▸ Text block

▼▼▼

THE ONE-EYED QUEEN: Inspo and Sanity

August 7, 2018 | By | 1 Reply More

What inspires me to write is that I’ll go insane if I don’t. It’s very motivating.

My first recollection of using it as a coping mechanism, I’m not sure how old I was. Four, maybe five, unable to sleep because I was certain there was a tangle of snakes under my bed. I crept to the end of my mattress and stepped on the tiny pink chair to my tiny pink desk, then wrote a picturebook about princesses and monsters until the sun started rising, whereupon the snakes went to sleep and so could I.

I wrote a memoir when I was eleven, which strikes me as more and more hilarious the older I get. It was a thick black binder filled with loose leaf paper I kept at school in sixth grade, and whenever I finished the classwork ahead of everybody else, I would compose. It was essentially a journal, but I was sure it would someday rival War and Peace. Not that I’d read War and Peace at that age. Not that I’ve read it yet at the age I am now.

I tried novels all through junior high and high school, but I could never seem to finish one. I’d fall in love with an idea, scribble a few opening chapters, jump ahead to the part I really wanted to write, then give up.

It was in college that things changed. With writing, yes, because I stopped. But also with my life, my worldview. Several core beliefs I’d held dear turned out to be lies. Among the lesser of them was the truism that if you work hard and get a degree, a career complete with health insurance is yours as a parting gift. My liberal arts majors seemed worthless in 2003’s bad joke job market. I was twenty-two, working three part-time jobs, no benefits, no prospects, no direction, no hope.

One late night, driving home from my closing shift as a bookseller, I remembered a sketch I wrote in high school about a girl named Rainy. That became my ritual: get done with work, drive home, think of Rainy’s story.

Soon I was thinking of it during work, during the drive between jobs. During dreams.

I didn’t have a computer and couldn’t afford one, so I went to the public library. I was there whenever I didn’t have to be earning a paycheck, banging away on their public PCs, running to the reference section to consult an atlas on the frequent occasions I needed an interstate number.

Four months later, I had a draft. More than that, I had a reason to get up and fight.

▲▲▲

▸ Stated goal
In the essay on writing to stay sane, how long after starting work at the public library did the writer have a draft?

▸ Material shown

▼▼▼

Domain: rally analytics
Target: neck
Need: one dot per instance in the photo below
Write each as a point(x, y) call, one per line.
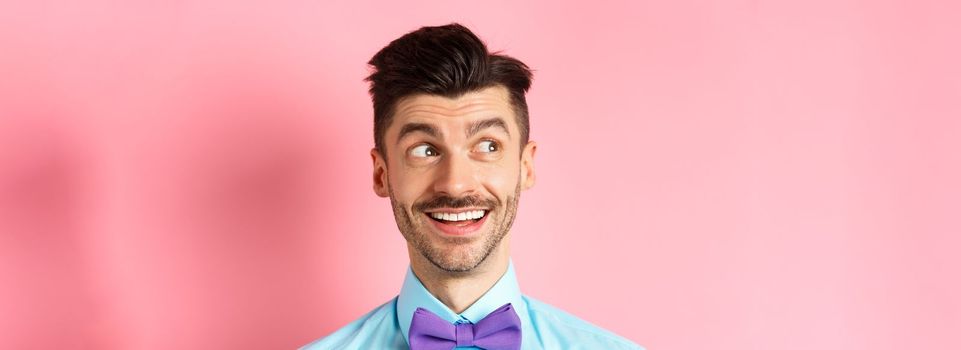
point(459, 290)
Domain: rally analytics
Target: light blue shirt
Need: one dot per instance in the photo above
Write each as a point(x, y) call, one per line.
point(542, 326)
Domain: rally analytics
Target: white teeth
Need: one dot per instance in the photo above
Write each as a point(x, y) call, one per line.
point(467, 215)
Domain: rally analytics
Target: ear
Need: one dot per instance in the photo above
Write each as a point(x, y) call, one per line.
point(527, 165)
point(380, 173)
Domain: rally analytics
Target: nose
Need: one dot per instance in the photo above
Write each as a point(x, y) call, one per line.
point(457, 177)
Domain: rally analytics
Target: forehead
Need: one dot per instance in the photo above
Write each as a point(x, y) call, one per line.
point(487, 102)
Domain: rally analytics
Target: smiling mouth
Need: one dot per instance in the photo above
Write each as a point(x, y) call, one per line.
point(461, 218)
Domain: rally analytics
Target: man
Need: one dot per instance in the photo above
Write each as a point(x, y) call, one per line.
point(452, 153)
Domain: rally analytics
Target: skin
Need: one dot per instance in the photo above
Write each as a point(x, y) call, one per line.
point(425, 173)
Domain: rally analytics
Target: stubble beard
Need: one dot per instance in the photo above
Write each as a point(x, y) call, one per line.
point(465, 254)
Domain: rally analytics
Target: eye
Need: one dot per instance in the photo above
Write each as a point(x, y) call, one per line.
point(423, 151)
point(488, 146)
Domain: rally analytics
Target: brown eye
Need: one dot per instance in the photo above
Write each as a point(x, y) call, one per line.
point(423, 151)
point(488, 146)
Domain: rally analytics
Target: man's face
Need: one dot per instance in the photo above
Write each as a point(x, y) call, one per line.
point(454, 170)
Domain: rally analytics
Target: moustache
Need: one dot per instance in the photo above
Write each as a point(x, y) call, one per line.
point(456, 203)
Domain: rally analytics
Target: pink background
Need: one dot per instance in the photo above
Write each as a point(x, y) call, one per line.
point(712, 175)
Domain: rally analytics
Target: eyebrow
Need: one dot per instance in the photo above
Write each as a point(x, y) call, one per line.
point(472, 128)
point(479, 125)
point(411, 128)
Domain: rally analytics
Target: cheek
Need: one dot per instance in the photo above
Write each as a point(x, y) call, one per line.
point(408, 186)
point(501, 180)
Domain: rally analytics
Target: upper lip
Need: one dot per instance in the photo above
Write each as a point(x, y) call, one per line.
point(454, 211)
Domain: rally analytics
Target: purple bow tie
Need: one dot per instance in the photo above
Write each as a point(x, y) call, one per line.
point(500, 330)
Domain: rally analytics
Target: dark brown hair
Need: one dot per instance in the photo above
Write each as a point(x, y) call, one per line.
point(448, 61)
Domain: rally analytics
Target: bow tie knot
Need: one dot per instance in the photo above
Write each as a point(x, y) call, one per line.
point(500, 330)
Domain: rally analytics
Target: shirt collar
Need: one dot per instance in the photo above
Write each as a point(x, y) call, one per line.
point(413, 294)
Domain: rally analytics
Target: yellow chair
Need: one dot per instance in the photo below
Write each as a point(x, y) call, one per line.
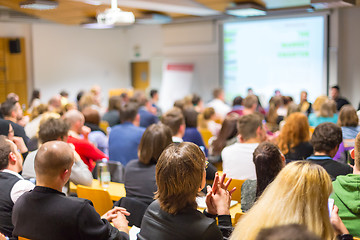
point(238, 216)
point(236, 183)
point(206, 135)
point(99, 197)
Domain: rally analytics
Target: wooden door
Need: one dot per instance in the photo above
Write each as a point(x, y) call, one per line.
point(13, 71)
point(140, 75)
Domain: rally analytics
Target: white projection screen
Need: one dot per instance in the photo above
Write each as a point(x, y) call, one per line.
point(287, 53)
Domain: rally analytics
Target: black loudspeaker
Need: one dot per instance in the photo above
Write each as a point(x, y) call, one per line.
point(14, 45)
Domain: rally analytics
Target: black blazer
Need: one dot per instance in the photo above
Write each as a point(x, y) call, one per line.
point(45, 213)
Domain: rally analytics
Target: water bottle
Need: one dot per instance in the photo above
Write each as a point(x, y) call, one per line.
point(103, 173)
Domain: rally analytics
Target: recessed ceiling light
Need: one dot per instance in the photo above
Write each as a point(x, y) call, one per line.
point(246, 10)
point(39, 4)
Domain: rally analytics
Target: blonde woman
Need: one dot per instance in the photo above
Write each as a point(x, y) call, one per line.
point(299, 194)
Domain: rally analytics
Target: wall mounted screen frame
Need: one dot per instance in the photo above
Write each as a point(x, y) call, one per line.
point(241, 85)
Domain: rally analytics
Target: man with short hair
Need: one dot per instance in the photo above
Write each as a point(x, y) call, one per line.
point(57, 130)
point(174, 119)
point(238, 157)
point(335, 95)
point(250, 104)
point(125, 138)
point(325, 141)
point(87, 151)
point(218, 103)
point(346, 194)
point(12, 184)
point(11, 111)
point(46, 213)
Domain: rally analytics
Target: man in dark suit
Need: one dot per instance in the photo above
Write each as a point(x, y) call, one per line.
point(46, 213)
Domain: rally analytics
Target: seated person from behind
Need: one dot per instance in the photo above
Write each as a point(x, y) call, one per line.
point(326, 140)
point(237, 158)
point(59, 217)
point(268, 162)
point(174, 119)
point(87, 151)
point(125, 138)
point(57, 130)
point(12, 184)
point(140, 180)
point(346, 194)
point(180, 175)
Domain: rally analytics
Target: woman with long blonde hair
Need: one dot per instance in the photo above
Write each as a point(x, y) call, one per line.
point(294, 138)
point(299, 194)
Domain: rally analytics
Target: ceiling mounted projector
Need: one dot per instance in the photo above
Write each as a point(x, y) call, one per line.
point(115, 16)
point(39, 4)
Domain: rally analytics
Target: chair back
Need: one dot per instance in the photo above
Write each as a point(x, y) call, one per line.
point(237, 217)
point(236, 183)
point(206, 135)
point(136, 207)
point(99, 197)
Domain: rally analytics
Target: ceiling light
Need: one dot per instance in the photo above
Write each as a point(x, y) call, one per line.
point(326, 4)
point(153, 18)
point(246, 10)
point(39, 4)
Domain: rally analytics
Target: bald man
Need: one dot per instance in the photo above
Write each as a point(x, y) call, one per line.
point(46, 213)
point(87, 151)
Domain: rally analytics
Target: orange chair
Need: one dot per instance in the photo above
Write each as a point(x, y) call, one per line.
point(236, 183)
point(99, 197)
point(238, 216)
point(206, 135)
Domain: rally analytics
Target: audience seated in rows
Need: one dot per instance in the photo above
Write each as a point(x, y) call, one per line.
point(12, 184)
point(97, 135)
point(57, 130)
point(46, 213)
point(87, 151)
point(325, 141)
point(335, 95)
point(268, 162)
point(294, 137)
point(7, 130)
point(346, 194)
point(237, 158)
point(228, 135)
point(299, 194)
point(125, 138)
point(112, 116)
point(220, 107)
point(180, 175)
point(206, 121)
point(174, 119)
point(140, 180)
point(12, 112)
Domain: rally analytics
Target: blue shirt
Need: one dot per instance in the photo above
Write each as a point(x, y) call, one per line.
point(124, 140)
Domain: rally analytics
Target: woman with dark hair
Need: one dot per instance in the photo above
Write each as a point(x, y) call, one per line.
point(294, 138)
point(191, 132)
point(35, 100)
point(227, 136)
point(268, 162)
point(140, 173)
point(180, 176)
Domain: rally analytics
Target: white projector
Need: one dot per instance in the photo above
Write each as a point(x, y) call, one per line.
point(115, 16)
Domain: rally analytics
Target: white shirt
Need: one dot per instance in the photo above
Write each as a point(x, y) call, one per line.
point(238, 161)
point(220, 107)
point(20, 187)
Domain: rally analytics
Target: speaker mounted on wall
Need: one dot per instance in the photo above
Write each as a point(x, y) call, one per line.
point(14, 45)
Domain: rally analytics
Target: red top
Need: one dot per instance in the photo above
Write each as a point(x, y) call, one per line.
point(87, 151)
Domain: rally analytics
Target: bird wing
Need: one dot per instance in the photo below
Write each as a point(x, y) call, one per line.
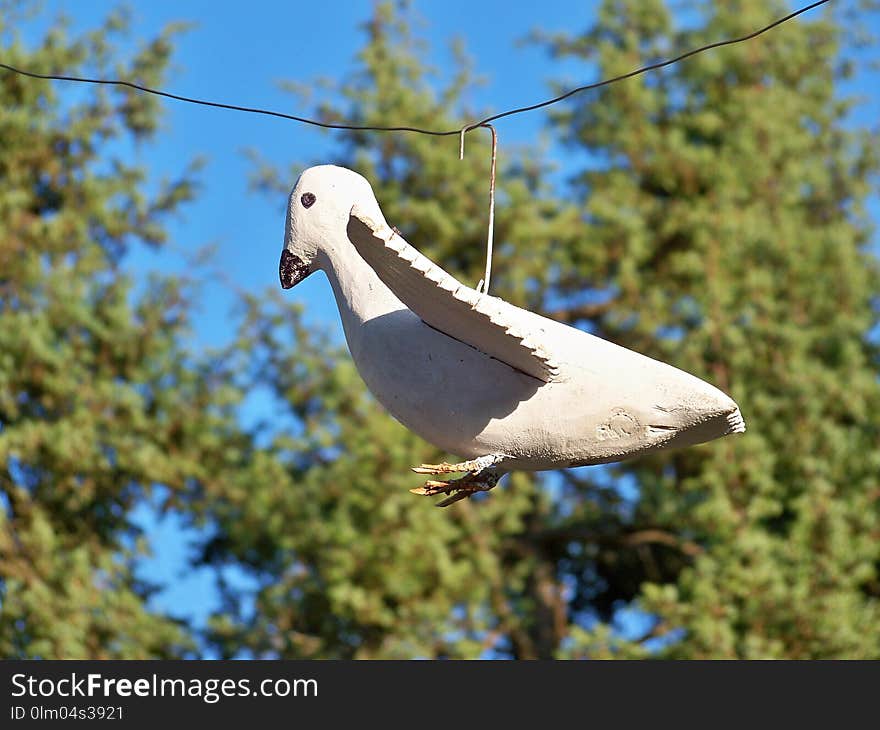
point(486, 323)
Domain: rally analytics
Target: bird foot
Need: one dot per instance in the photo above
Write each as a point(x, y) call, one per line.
point(457, 489)
point(474, 466)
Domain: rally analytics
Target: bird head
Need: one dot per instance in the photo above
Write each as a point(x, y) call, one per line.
point(317, 215)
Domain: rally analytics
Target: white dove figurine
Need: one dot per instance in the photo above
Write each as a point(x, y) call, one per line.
point(499, 386)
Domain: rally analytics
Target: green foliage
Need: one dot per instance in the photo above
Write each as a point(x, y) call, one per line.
point(719, 225)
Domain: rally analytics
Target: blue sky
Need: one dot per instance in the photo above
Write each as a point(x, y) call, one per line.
point(238, 53)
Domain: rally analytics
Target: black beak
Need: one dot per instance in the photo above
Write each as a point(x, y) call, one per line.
point(292, 269)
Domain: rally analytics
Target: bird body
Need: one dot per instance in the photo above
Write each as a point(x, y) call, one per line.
point(472, 374)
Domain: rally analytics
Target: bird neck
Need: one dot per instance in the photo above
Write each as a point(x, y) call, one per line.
point(360, 293)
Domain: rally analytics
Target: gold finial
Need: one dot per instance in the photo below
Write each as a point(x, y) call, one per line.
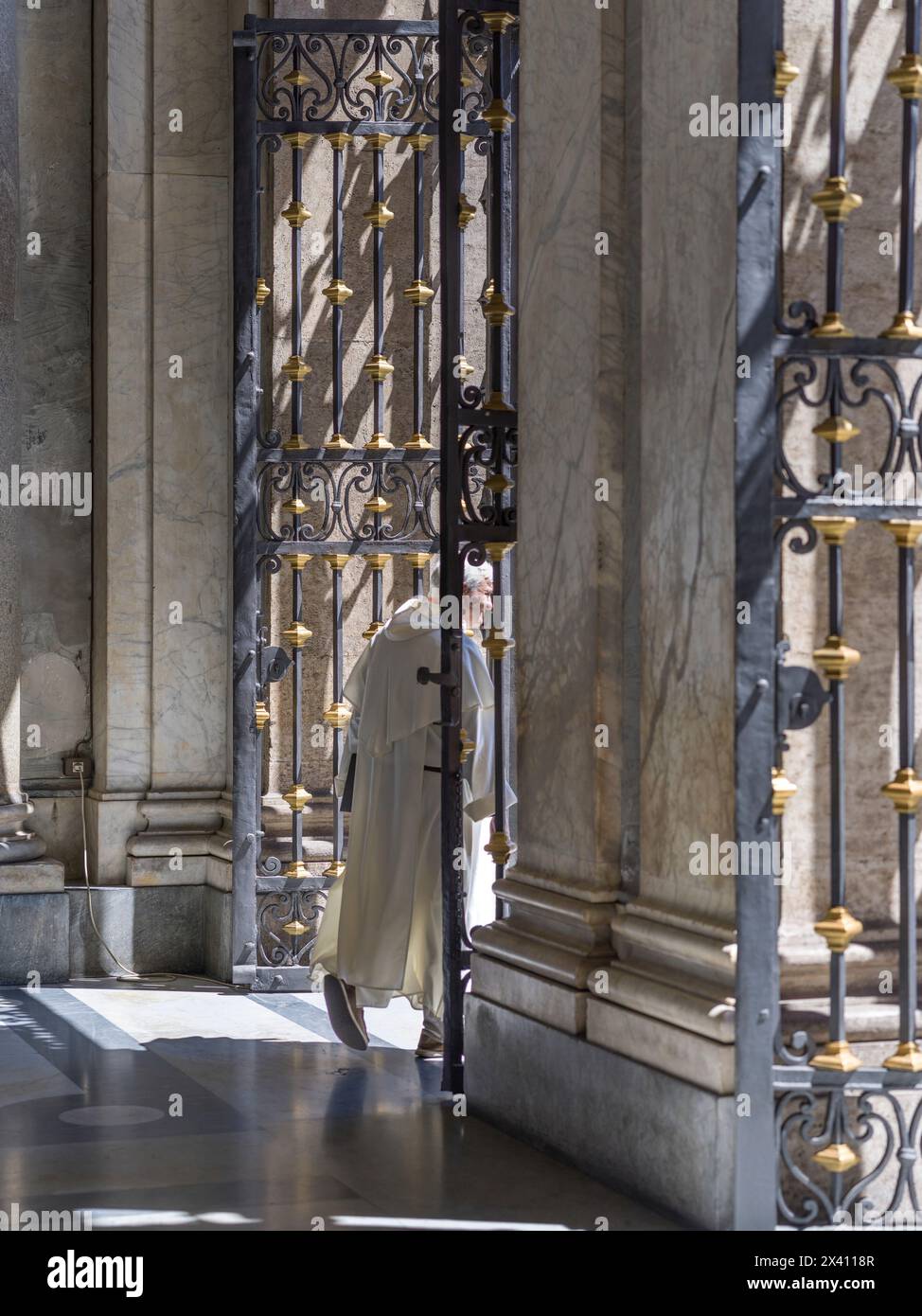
point(497, 115)
point(837, 429)
point(499, 847)
point(837, 1157)
point(904, 327)
point(296, 798)
point(466, 212)
point(835, 200)
point(783, 790)
point(296, 213)
point(907, 1058)
point(337, 716)
point(831, 327)
point(497, 645)
point(378, 215)
point(418, 293)
point(837, 1057)
point(904, 532)
point(296, 634)
point(379, 367)
point(908, 77)
point(838, 928)
point(904, 791)
point(834, 528)
point(296, 368)
point(784, 73)
point(837, 658)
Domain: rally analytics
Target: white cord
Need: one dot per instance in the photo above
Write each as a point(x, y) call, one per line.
point(131, 974)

▲▲▲

▸ Output below
Four months.